## Apply what you read
1. Repeat the article about food from electricity word for word, from "Finnish researchers have" up to and including "reach commercial capacity.".
2. Answer these questions from the article about food from electricity:
(a) Which two institutions collaborate on the Food From Electricity project?
(b) What percentage of the powder is carbohydrates?
(c) How long do the researchers predict it will take for the process to reach commercial capacity?
3. Please pick up the article about food from electricity after its final sentence and keep writing it.

## Exercise passage
+===+

Can Electricity Solve World Hunger?

Our food world is moving rapidly, and we must do all we can to support and create a better food supply.

September 11, 2017

Finnish researchers have created a batch of single-cell protein that is nutritious enough to serve for dinner using a system powered by renewable energy according to Futurism.com. The entire process requires only electricity, water, carbon dioxide, and microbes. The synthetic food was created as part of the Food From Electricity project, which is a collaboration between Lappeenranta University of Technology (LUT) and the VTT Technical Research Centre of Finland. 

The process forms a powder that consists of more than 50 percent protein and 25 percent carbohydrates. 

Sounds great, but there is one small problem - currently, a bioreactor the size of a coffee cup takes around two weeks to produce one gram of the protein. The researchers predict it’ll take about 10 years for the process to reach commercial capacity. 

Which is sad since the potential impact of food produced using electricity and other widely available raw materials is enormous. Currently, there are two main ways that it could be used.

+===+

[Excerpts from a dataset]
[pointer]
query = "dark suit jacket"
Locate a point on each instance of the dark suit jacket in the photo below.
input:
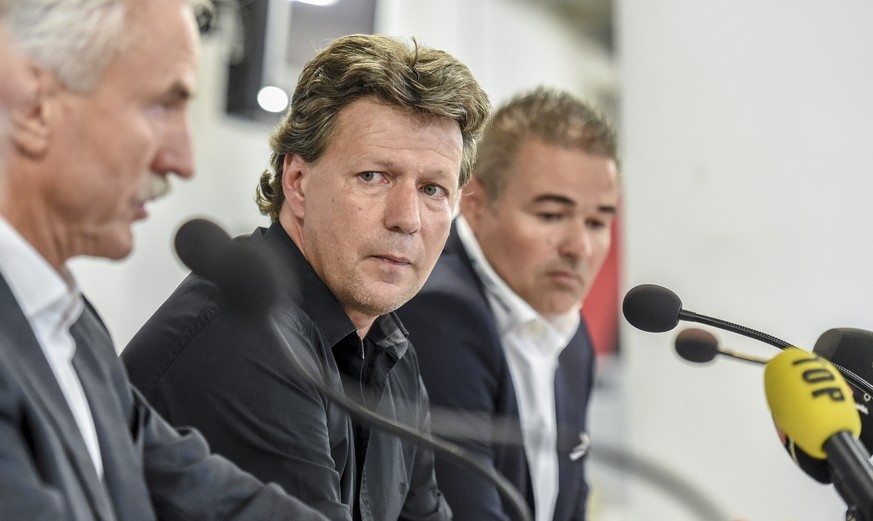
(151, 470)
(464, 368)
(201, 365)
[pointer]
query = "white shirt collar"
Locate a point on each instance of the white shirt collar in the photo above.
(510, 310)
(45, 296)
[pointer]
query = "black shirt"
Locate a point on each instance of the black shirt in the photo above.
(202, 366)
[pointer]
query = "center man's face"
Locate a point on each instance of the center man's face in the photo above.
(377, 206)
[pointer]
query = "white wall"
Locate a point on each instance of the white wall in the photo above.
(745, 129)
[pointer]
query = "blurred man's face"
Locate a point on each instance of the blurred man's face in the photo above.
(374, 212)
(11, 84)
(112, 149)
(549, 231)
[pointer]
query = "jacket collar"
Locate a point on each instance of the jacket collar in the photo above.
(306, 289)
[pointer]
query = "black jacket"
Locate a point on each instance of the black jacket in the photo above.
(203, 366)
(151, 471)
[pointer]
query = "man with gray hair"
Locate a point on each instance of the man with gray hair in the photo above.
(101, 126)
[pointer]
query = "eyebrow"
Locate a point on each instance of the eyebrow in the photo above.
(180, 91)
(560, 199)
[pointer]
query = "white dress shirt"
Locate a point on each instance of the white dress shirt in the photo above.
(52, 303)
(532, 344)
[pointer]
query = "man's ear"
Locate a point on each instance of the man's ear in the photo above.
(32, 119)
(295, 179)
(474, 202)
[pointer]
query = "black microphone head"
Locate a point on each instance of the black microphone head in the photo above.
(245, 275)
(817, 469)
(652, 308)
(202, 245)
(852, 349)
(696, 345)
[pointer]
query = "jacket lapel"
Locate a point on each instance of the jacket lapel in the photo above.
(41, 384)
(122, 467)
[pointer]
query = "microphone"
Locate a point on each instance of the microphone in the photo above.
(809, 401)
(700, 347)
(656, 309)
(853, 348)
(207, 250)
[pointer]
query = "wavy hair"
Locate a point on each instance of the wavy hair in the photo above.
(426, 82)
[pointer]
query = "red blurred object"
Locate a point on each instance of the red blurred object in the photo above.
(601, 306)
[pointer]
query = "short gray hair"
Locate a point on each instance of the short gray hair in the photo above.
(74, 39)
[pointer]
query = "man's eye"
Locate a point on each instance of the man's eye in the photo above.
(433, 190)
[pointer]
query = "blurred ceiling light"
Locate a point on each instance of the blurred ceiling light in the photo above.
(272, 99)
(320, 3)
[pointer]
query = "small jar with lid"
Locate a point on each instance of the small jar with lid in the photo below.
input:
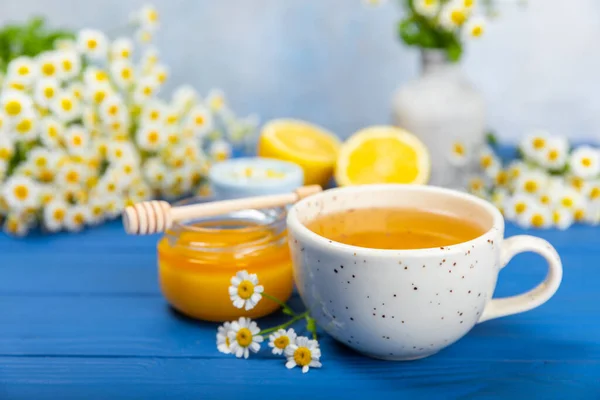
(197, 258)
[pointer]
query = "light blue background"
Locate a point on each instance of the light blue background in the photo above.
(337, 63)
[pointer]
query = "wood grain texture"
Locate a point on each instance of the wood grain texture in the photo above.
(82, 317)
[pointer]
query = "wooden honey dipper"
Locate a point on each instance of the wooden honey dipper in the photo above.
(149, 217)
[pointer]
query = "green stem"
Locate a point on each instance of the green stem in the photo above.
(284, 325)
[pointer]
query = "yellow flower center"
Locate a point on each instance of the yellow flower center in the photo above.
(66, 104)
(244, 337)
(537, 220)
(281, 342)
(48, 69)
(24, 125)
(13, 108)
(21, 192)
(59, 214)
(531, 186)
(539, 143)
(302, 356)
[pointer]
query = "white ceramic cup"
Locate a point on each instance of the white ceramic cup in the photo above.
(408, 304)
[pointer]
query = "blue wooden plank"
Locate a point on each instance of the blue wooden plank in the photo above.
(355, 378)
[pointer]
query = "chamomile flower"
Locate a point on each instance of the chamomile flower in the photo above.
(427, 8)
(51, 132)
(92, 43)
(304, 353)
(15, 103)
(536, 217)
(123, 73)
(77, 140)
(531, 182)
(21, 192)
(25, 128)
(281, 339)
(66, 107)
(121, 49)
(23, 69)
(145, 90)
(585, 162)
(151, 137)
(475, 27)
(223, 343)
(55, 214)
(459, 154)
(534, 144)
(69, 64)
(517, 205)
(215, 100)
(562, 218)
(245, 292)
(48, 64)
(200, 120)
(244, 337)
(220, 150)
(46, 89)
(76, 217)
(453, 15)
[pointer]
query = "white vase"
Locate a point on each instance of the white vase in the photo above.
(442, 108)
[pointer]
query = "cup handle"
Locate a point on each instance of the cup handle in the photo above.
(537, 296)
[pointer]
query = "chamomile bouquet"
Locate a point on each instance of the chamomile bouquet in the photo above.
(83, 132)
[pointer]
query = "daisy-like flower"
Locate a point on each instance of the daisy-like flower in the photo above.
(77, 140)
(45, 91)
(585, 162)
(200, 120)
(121, 49)
(223, 343)
(14, 103)
(459, 154)
(220, 150)
(55, 214)
(555, 154)
(475, 27)
(517, 205)
(76, 217)
(66, 107)
(427, 8)
(51, 132)
(531, 182)
(145, 90)
(304, 353)
(92, 43)
(534, 144)
(245, 292)
(69, 64)
(453, 15)
(23, 69)
(244, 337)
(20, 192)
(48, 64)
(215, 100)
(281, 339)
(562, 218)
(123, 73)
(151, 137)
(25, 127)
(537, 217)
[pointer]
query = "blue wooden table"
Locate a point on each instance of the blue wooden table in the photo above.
(81, 317)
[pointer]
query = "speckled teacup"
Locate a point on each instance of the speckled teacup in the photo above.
(408, 304)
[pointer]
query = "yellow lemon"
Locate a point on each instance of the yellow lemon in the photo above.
(382, 154)
(311, 147)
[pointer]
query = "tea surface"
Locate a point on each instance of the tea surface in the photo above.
(395, 228)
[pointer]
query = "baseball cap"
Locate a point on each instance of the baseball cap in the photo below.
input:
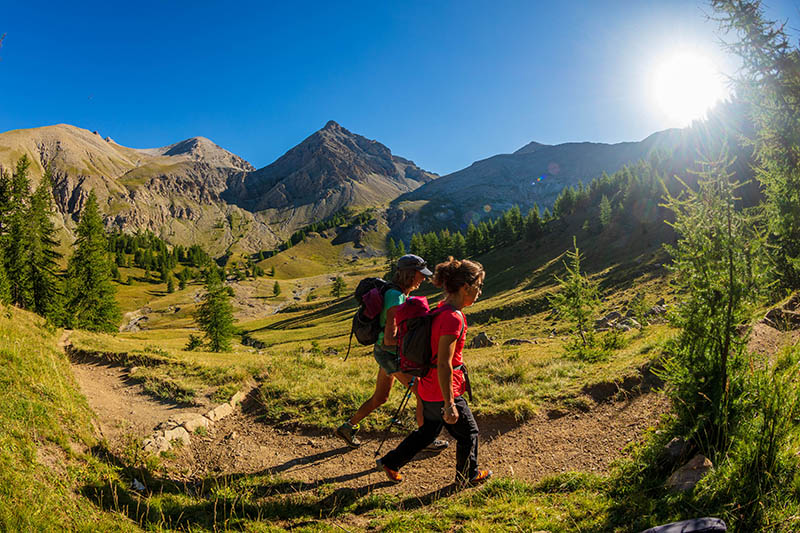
(413, 262)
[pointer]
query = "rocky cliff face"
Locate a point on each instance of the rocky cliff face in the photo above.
(196, 192)
(174, 191)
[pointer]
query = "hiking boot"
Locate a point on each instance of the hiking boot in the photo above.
(347, 432)
(481, 477)
(393, 475)
(437, 446)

+===+

## Response list
1.
Finnish researchers have created a batch of single-cell protein that is nutritious enough to serve for dinner using a system powered by renewable energy according to Futurism.com. The entire process requires only electricity, water, carbon dioxide, and microbes. The synthetic food was created as part of the Food From Electricity project, which is a collaboration between Lappeenranta University of Technology (LUT) and the VTT Technical Research Centre of Finland. 

The process forms a powder that consists of more than 50 percent protein and 25 percent carbohydrates. 

Sounds great, but there is one small problem - currently, a bioreactor the size of a coffee cup takes around two weeks to produce one gram of the protein. The researchers predict it’ll take about 10 years for the process to reach commercial capacity.

2.
(a) Lappeenranta University of Technology (LUT) and the VTT Technical Research Centre of Finland
(b) 25 percent
(c) About 10 years

3.
Clearly this could be a means of feeding starving people and providing a source of food in areas that are not suited to agricultural production and it works independently of environmental factors, topline is it could feed people consistently — Jero Ahola, a Professor at LUT, said that it “does not require a location with the conditions for agriculture, such as the right temperature, humidity or a certain soil type.” 

Second, as a means of decreasing global emissions by reducing the demand for food livestock and the crops necessary to feed them. 

Our food world is moving rapidly, and we must do all we can to support and create a better food supply. Then we all win.